» TÂCHE COURTE 1
Répondez à ces questions à partir de la page sur l'occupation du domaine public :
(a) Que subissent régulièrement les collectivités publiques ?
(b) À quelle condition le domaine public peut-il être légalement occupé ?
(c) Selon l'article L.2122-3 du Code Général de la Propriété des Personnes Publiques, quel caractère présente l'autorisation ?
» TÂCHE COURTE 2
Poursuivez la page sur l'occupation du domaine public après sa dernière phrase.

» PAGE
Les collectivités publiques subissent régulièrement les affres des occupations illégales et irrégulières de leurs domaines publics, que cela soit par des personnes qui ne s’encombrent pas des questions d’autorisation d’occupation du domaine ou encore parfois par des personnes issues de la communauté des gens du voyage : des armes juridiques existent mais sont finalement bien plus souvent incitatives que contraignantes. 

 

  • Les règles d’utilisation du domaine public : une autorisation, précaire, révocable, sans droit acquis, et en principe une utilisation payante :

 

 Avant toute chose, il doit être rappelé le domaine public ne peut être légalement occupé sauf à ce que l’occupant bénéficie d’une autorisation expresse, étant précisé que toute occupation du domaine public est par nature précaire et révocable et ne peut créer aucun droit à renouvellement :

L’article L.2122-3 du Code Général de la Propriété des Personnes Publiques dispose en effet que «  L’autorisation mentionnée à l’article L. 2122-1 présente un caractère précaire et révocable. »

» INFORMATIONS FOURNIES

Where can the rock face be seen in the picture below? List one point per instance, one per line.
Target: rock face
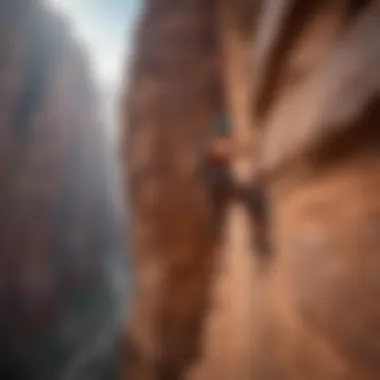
(59, 236)
(299, 83)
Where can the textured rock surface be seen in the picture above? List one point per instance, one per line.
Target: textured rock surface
(60, 245)
(299, 81)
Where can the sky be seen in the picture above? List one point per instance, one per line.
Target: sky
(105, 29)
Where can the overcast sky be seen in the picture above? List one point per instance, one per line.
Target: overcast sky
(105, 27)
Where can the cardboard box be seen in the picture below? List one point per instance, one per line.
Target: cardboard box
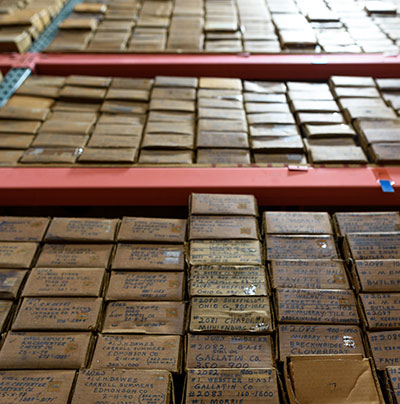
(52, 386)
(119, 385)
(34, 350)
(367, 246)
(6, 308)
(300, 247)
(297, 223)
(10, 282)
(228, 280)
(75, 255)
(231, 252)
(316, 306)
(365, 222)
(380, 311)
(16, 254)
(308, 274)
(152, 230)
(58, 313)
(162, 257)
(392, 380)
(384, 348)
(146, 286)
(338, 379)
(229, 351)
(376, 275)
(138, 352)
(77, 282)
(220, 204)
(245, 386)
(223, 227)
(145, 318)
(310, 339)
(231, 315)
(81, 230)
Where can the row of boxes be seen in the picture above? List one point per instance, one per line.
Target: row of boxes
(230, 26)
(100, 120)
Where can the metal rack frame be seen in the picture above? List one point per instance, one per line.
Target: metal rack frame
(171, 186)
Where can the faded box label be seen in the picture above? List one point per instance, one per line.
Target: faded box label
(231, 314)
(316, 306)
(138, 352)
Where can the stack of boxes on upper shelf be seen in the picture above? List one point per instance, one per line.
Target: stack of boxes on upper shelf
(21, 22)
(107, 297)
(189, 120)
(231, 319)
(230, 26)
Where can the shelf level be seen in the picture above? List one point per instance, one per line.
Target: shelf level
(172, 186)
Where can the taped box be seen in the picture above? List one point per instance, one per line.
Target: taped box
(82, 282)
(18, 386)
(223, 227)
(138, 352)
(75, 255)
(384, 348)
(22, 228)
(149, 257)
(380, 311)
(110, 386)
(308, 274)
(229, 351)
(335, 379)
(152, 230)
(17, 254)
(300, 247)
(297, 223)
(58, 313)
(81, 230)
(376, 275)
(10, 282)
(311, 339)
(324, 306)
(146, 286)
(228, 280)
(368, 246)
(244, 386)
(392, 381)
(145, 318)
(232, 252)
(37, 350)
(231, 315)
(219, 204)
(365, 222)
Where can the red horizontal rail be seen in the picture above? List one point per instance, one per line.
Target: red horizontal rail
(172, 186)
(278, 66)
(270, 66)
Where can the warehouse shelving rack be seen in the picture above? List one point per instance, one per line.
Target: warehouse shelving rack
(307, 186)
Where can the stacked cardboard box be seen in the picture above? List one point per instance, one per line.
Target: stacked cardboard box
(316, 310)
(169, 136)
(375, 272)
(222, 125)
(145, 313)
(231, 318)
(22, 22)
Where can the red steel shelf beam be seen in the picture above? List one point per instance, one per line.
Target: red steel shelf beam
(172, 186)
(266, 66)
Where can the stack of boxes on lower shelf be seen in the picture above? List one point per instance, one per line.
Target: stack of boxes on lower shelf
(106, 298)
(231, 320)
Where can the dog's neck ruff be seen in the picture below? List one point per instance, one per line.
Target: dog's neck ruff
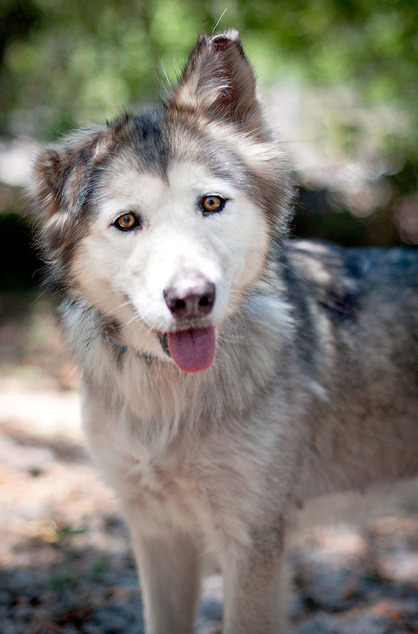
(122, 349)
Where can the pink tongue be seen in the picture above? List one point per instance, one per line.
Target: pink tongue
(192, 350)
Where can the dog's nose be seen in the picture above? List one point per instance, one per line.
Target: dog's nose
(190, 295)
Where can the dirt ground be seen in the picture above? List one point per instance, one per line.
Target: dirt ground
(65, 563)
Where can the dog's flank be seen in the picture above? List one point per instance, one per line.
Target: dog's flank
(228, 374)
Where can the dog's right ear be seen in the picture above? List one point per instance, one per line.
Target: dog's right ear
(62, 172)
(218, 82)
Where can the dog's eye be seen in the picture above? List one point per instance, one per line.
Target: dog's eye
(127, 221)
(212, 204)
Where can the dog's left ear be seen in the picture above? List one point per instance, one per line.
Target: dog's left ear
(219, 83)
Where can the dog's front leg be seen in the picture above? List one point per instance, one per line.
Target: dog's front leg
(169, 578)
(252, 577)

» RÉPONSE RÉDIGÉE 1
(a) Elles subissent les affres des occupations illégales et irrégulières de leurs domaines publics.
(b) L'occupant doit bénéficier d'une autorisation expresse.
(c) L'autorisation présente un caractère précaire et révocable.

» RÉPONSE RÉDIGÉE 2
Et l’article L.2122-1 du même Code dispose que « Nul ne peut, sans disposer d’un titre l’y habilitant, occuper une dépendance du domaine public d’une personne publique mentionnée à l’article L. 1 ou l’utiliser dans des limites dépassant le droit d’usage qui appartient à tous. (…) »

Ainsi, par principe, les autorisations d’occupation du domaine public ont un caractère personnel et ne sont pas cessibles et il n’y a nul droit acquis à renouvellement (CE, n°95857, 14 octobre 1991 ou CE, 23 mai 2005, n° 271507)

Les dispositions de l’article L.2125-1 du Code Général de la Propriété es Personnes Publiques fixent aussi le principe du caractère onéreux de l’occupation ou de l’utilisation du domaine public (même si ce principe souffre de quelques exceptions notamment pour les association à but non lucratif), le juge administratif rappelant que la redevance constitue une sorte de compensation des avantages qui sont procurés au bénéficiaire d’une telle autorisation d’occupation (CAA Marseille, 6 décembre 2004, req n° 00MA01740).

 

  • L’expulsion du domaine des personnes publiques : une voie juridictionnelle

 

En matière d’occupation illicite du domaine public comme d’ailleurs du domaine privé, la personne publique propriétaire ne peut pas procéder elle-même directement à l’expulsion des occupants sans droit ni titre, y compris en application d’un arrêté exécutoire par lui-même.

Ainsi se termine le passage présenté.